→ **Your task**
The word "with" occurs in some of the lines below; copy each of those lines.

########

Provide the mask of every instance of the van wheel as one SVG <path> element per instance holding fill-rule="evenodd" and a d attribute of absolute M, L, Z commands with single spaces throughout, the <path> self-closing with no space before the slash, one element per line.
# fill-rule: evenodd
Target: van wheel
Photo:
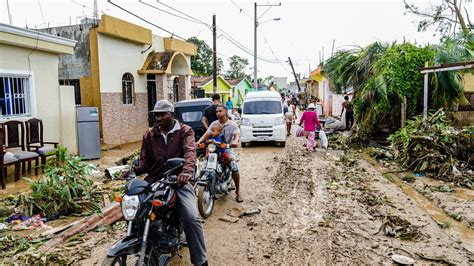
<path fill-rule="evenodd" d="M 242 148 L 247 148 L 249 146 L 249 143 L 248 142 L 241 142 L 240 145 L 242 146 Z"/>
<path fill-rule="evenodd" d="M 286 145 L 286 141 L 280 141 L 280 142 L 278 142 L 278 146 L 280 146 L 280 147 L 282 147 L 282 148 L 284 148 L 285 145 Z"/>

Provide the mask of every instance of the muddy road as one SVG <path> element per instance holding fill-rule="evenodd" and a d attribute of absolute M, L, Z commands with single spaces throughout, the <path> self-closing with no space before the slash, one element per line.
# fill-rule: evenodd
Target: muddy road
<path fill-rule="evenodd" d="M 419 263 L 474 262 L 472 227 L 443 226 L 362 155 L 308 153 L 303 142 L 290 137 L 286 148 L 237 149 L 245 202 L 231 193 L 204 221 L 211 264 L 385 264 L 393 254 Z M 473 199 L 466 200 L 472 207 Z M 219 220 L 233 209 L 254 208 L 261 213 Z M 94 248 L 81 264 L 100 264 L 121 234 L 92 233 Z M 187 249 L 180 253 L 172 264 L 189 265 Z"/>

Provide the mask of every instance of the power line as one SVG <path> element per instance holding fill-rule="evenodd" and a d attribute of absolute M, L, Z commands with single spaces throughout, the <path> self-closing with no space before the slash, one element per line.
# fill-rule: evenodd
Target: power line
<path fill-rule="evenodd" d="M 235 7 L 237 7 L 239 9 L 239 12 L 240 13 L 244 13 L 249 19 L 253 20 L 252 16 L 249 15 L 249 13 L 245 12 L 245 10 L 243 8 L 241 8 L 239 5 L 237 5 L 236 2 L 234 2 L 234 0 L 230 0 L 232 2 L 232 4 L 234 4 Z"/>
<path fill-rule="evenodd" d="M 140 1 L 140 2 L 141 2 L 141 1 Z M 233 2 L 233 1 L 232 1 L 232 2 Z M 161 1 L 159 1 L 159 0 L 157 0 L 157 3 L 158 3 L 158 4 L 161 4 L 161 5 L 163 5 L 163 6 L 166 6 L 167 8 L 169 8 L 169 9 L 171 9 L 171 10 L 174 10 L 175 12 L 178 12 L 178 13 L 184 15 L 184 16 L 187 16 L 187 17 L 189 17 L 189 18 L 195 20 L 196 22 L 199 22 L 199 23 L 201 23 L 201 24 L 204 24 L 204 25 L 208 26 L 210 29 L 212 29 L 212 26 L 211 26 L 211 25 L 209 25 L 209 24 L 206 23 L 206 22 L 203 22 L 203 21 L 200 20 L 200 19 L 197 19 L 197 18 L 195 18 L 195 17 L 193 17 L 193 16 L 191 16 L 191 15 L 188 15 L 188 14 L 186 14 L 186 13 L 184 13 L 184 12 L 182 12 L 182 11 L 180 11 L 180 10 L 178 10 L 178 9 L 176 9 L 176 8 L 174 8 L 174 7 L 172 7 L 172 6 L 170 6 L 170 5 L 167 5 L 167 4 L 165 4 L 165 3 L 161 2 Z M 236 5 L 236 4 L 234 3 L 234 5 Z M 237 5 L 236 5 L 236 6 L 237 6 Z M 181 18 L 182 18 L 182 17 L 181 17 Z M 245 45 L 243 45 L 242 43 L 240 43 L 239 41 L 237 41 L 236 39 L 234 39 L 234 38 L 232 37 L 232 35 L 228 34 L 228 33 L 227 33 L 226 31 L 224 31 L 221 27 L 217 27 L 217 29 L 218 29 L 220 32 L 222 32 L 222 33 L 223 33 L 223 36 L 224 36 L 229 42 L 231 42 L 234 46 L 236 46 L 236 47 L 239 48 L 240 50 L 244 51 L 245 53 L 247 53 L 247 54 L 249 54 L 249 55 L 251 55 L 251 56 L 254 56 L 254 53 L 253 53 L 249 48 L 247 48 Z M 282 62 L 279 61 L 279 60 L 277 60 L 277 61 L 272 61 L 272 60 L 269 60 L 269 59 L 266 59 L 266 58 L 262 58 L 262 57 L 259 57 L 259 56 L 257 56 L 257 58 L 260 59 L 260 60 L 262 60 L 262 61 L 268 62 L 268 63 L 273 63 L 273 64 L 276 64 L 276 63 L 280 63 L 280 64 L 281 64 L 281 63 L 282 63 Z"/>
<path fill-rule="evenodd" d="M 180 16 L 180 15 L 176 15 L 176 14 L 171 13 L 171 12 L 169 12 L 169 11 L 166 11 L 166 10 L 164 10 L 164 9 L 158 8 L 158 7 L 154 6 L 154 5 L 150 5 L 150 4 L 148 4 L 148 3 L 145 3 L 145 2 L 142 1 L 142 0 L 138 0 L 138 2 L 140 2 L 140 3 L 144 4 L 144 5 L 147 5 L 147 6 L 151 7 L 151 8 L 154 8 L 154 9 L 156 9 L 156 10 L 159 10 L 159 11 L 161 11 L 161 12 L 164 12 L 164 13 L 166 13 L 166 14 L 175 16 L 175 17 L 177 17 L 177 18 L 184 19 L 184 20 L 187 20 L 187 21 L 189 21 L 189 22 L 196 23 L 196 24 L 202 24 L 202 23 L 199 22 L 199 21 L 196 21 L 196 20 L 193 20 L 193 19 L 189 19 L 189 18 L 186 18 L 186 17 L 182 17 L 182 16 Z"/>
<path fill-rule="evenodd" d="M 109 2 L 110 4 L 112 4 L 112 5 L 116 6 L 116 7 L 118 7 L 119 9 L 121 9 L 121 10 L 127 12 L 128 14 L 130 14 L 130 15 L 132 15 L 132 16 L 134 16 L 134 17 L 140 19 L 140 20 L 143 20 L 144 22 L 146 22 L 146 23 L 148 23 L 148 24 L 150 24 L 150 25 L 152 25 L 152 26 L 154 26 L 154 27 L 156 27 L 156 28 L 158 28 L 158 29 L 160 29 L 160 30 L 162 30 L 162 31 L 164 31 L 164 32 L 167 32 L 167 33 L 171 34 L 171 37 L 176 36 L 176 37 L 182 39 L 183 41 L 186 41 L 186 38 L 183 38 L 183 37 L 181 37 L 181 36 L 175 34 L 174 32 L 171 32 L 171 31 L 169 31 L 169 30 L 167 30 L 167 29 L 165 29 L 165 28 L 162 28 L 162 27 L 160 27 L 160 26 L 158 26 L 158 25 L 156 25 L 156 24 L 154 24 L 154 23 L 152 23 L 152 22 L 150 22 L 150 21 L 148 21 L 148 20 L 146 20 L 146 19 L 140 17 L 139 15 L 137 15 L 137 14 L 131 12 L 131 11 L 128 11 L 127 9 L 125 9 L 125 8 L 123 8 L 123 7 L 121 7 L 121 6 L 117 5 L 117 4 L 115 4 L 115 3 L 113 3 L 111 0 L 108 0 L 107 2 Z"/>
<path fill-rule="evenodd" d="M 245 12 L 245 10 L 243 8 L 241 8 L 239 5 L 237 5 L 237 3 L 235 3 L 233 0 L 231 0 L 232 4 L 237 7 L 239 9 L 239 13 L 243 13 L 244 15 L 246 15 L 250 20 L 254 20 L 252 18 L 252 16 L 250 16 L 247 12 Z M 267 8 L 267 10 L 265 10 L 265 12 L 263 12 L 262 15 L 260 15 L 260 17 L 262 17 L 272 6 L 270 6 L 269 8 Z M 267 37 L 265 36 L 265 34 L 263 33 L 263 31 L 260 29 L 260 28 L 257 28 L 257 30 L 260 31 L 260 33 L 262 33 L 264 39 L 265 39 L 265 43 L 267 44 L 268 46 L 268 49 L 270 50 L 270 52 L 273 54 L 273 56 L 275 57 L 276 61 L 279 61 L 280 62 L 280 65 L 285 69 L 285 70 L 288 70 L 286 68 L 286 65 L 283 64 L 283 61 L 281 61 L 280 59 L 278 59 L 278 57 L 276 56 L 275 52 L 273 51 L 272 47 L 270 46 L 270 43 L 268 42 L 267 40 Z M 286 63 L 286 62 L 285 62 Z"/>
<path fill-rule="evenodd" d="M 204 25 L 207 25 L 208 27 L 212 27 L 210 24 L 208 24 L 208 23 L 206 23 L 206 22 L 204 22 L 204 21 L 202 21 L 202 20 L 199 20 L 199 19 L 197 19 L 197 18 L 195 18 L 195 17 L 193 17 L 193 16 L 191 16 L 191 15 L 188 15 L 188 14 L 186 14 L 186 13 L 184 13 L 184 12 L 182 12 L 182 11 L 180 11 L 180 10 L 178 10 L 178 9 L 176 9 L 176 8 L 174 8 L 174 7 L 172 7 L 172 6 L 170 6 L 170 5 L 167 5 L 167 4 L 165 4 L 165 3 L 162 3 L 160 0 L 157 0 L 156 2 L 157 2 L 158 4 L 160 4 L 160 5 L 166 6 L 167 8 L 169 8 L 169 9 L 171 9 L 171 10 L 174 10 L 175 12 L 180 13 L 181 15 L 184 15 L 184 16 L 187 16 L 187 17 L 189 17 L 189 18 L 191 18 L 191 19 L 194 19 L 194 20 L 196 20 L 196 21 L 199 22 L 199 23 L 202 23 L 202 24 L 204 24 Z"/>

########

→ **Finished exercise**
Provide the mask of every instance of the van wheel as one SVG <path> element per instance holding fill-rule="evenodd" and a d attribute of absolute M, L, Z commands with single spaces throughout, the <path> self-closing with no space before the slash, one element per line.
Provide the mask of every instance of the muddy road as one SVG <path> element per instance holding fill-rule="evenodd" and a d attribute of absolute M, L, Z commands with single spaces throughout, the <path> self-closing with no space before the slash, one element per line.
Provide the mask of every instance of the power line as one SVG <path> element per instance holding fill-rule="evenodd" and a d attribute of absolute M, L, Z commands with single spaces throughout, the <path> self-closing with no space before the slash, one element per line.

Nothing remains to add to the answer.